WRITTEN EXERCISE
Without omitting anything, retype the data that follows.

EXERCISE INPUT
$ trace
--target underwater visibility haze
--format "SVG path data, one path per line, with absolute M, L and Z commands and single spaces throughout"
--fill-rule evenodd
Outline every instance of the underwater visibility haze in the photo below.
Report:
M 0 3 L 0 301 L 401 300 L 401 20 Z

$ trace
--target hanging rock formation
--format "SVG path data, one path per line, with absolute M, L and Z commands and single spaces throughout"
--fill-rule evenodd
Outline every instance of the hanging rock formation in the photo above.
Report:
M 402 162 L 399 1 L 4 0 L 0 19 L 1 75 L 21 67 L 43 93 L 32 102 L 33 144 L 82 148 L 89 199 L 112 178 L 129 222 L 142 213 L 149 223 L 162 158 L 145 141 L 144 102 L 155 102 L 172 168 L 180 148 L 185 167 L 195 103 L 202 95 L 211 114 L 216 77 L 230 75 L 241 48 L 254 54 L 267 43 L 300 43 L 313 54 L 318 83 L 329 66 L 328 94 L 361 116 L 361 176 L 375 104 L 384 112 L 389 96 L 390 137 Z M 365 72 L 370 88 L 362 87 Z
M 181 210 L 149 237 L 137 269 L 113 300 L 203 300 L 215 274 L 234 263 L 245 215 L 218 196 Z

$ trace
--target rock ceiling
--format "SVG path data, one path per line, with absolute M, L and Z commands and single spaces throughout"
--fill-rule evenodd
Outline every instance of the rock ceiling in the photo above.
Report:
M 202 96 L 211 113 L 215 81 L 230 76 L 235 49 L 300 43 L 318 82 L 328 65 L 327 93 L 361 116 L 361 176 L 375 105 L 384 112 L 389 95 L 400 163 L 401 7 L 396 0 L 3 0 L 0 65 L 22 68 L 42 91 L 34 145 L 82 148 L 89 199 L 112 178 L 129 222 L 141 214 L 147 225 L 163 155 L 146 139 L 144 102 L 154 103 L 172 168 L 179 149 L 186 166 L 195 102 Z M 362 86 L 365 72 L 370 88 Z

SOLUTION FOR THIS TASK
$ trace
--target underwater visibility haze
--format "SVG path data, one path per line, with absolute M, L and Z commands and single spaces throughout"
--fill-rule evenodd
Outline every instance of the underwater visibility haze in the photo below.
Report:
M 0 3 L 0 301 L 401 300 L 401 20 Z

$ trace
--target hanging rock formation
--format "SVG path data, one path per line, with absolute M, L and Z commands and single spaces throughout"
--fill-rule evenodd
Outline every instance of the hanging rock formation in the photo above.
Report:
M 402 162 L 399 1 L 4 0 L 0 19 L 1 75 L 21 67 L 43 93 L 32 102 L 33 144 L 82 148 L 89 199 L 112 178 L 129 222 L 142 213 L 149 223 L 162 158 L 145 141 L 144 102 L 155 102 L 172 168 L 180 148 L 185 167 L 195 103 L 202 95 L 211 114 L 216 77 L 230 75 L 241 48 L 254 54 L 267 43 L 300 43 L 313 54 L 318 83 L 329 66 L 328 94 L 361 116 L 361 176 L 375 104 L 384 112 L 389 96 L 390 137 Z M 365 72 L 370 88 L 362 87 Z
M 181 210 L 149 237 L 137 269 L 113 300 L 203 300 L 215 274 L 234 263 L 245 215 L 218 196 Z

$ trace
--target rock ceiling
--format "SVG path data, one path per line, with absolute M, L and Z commands and single spaces throughout"
--fill-rule evenodd
Outline every instance of the rock ceiling in the photo above.
Report:
M 202 96 L 211 113 L 215 81 L 230 76 L 235 49 L 300 43 L 318 82 L 328 65 L 327 93 L 361 116 L 361 176 L 375 105 L 384 112 L 389 95 L 400 163 L 401 7 L 396 0 L 3 0 L 0 65 L 22 68 L 42 91 L 34 145 L 82 148 L 89 199 L 112 178 L 129 222 L 141 214 L 147 225 L 163 155 L 146 139 L 144 102 L 154 103 L 172 168 L 179 149 L 186 166 L 195 102 Z M 362 86 L 365 72 L 370 88 Z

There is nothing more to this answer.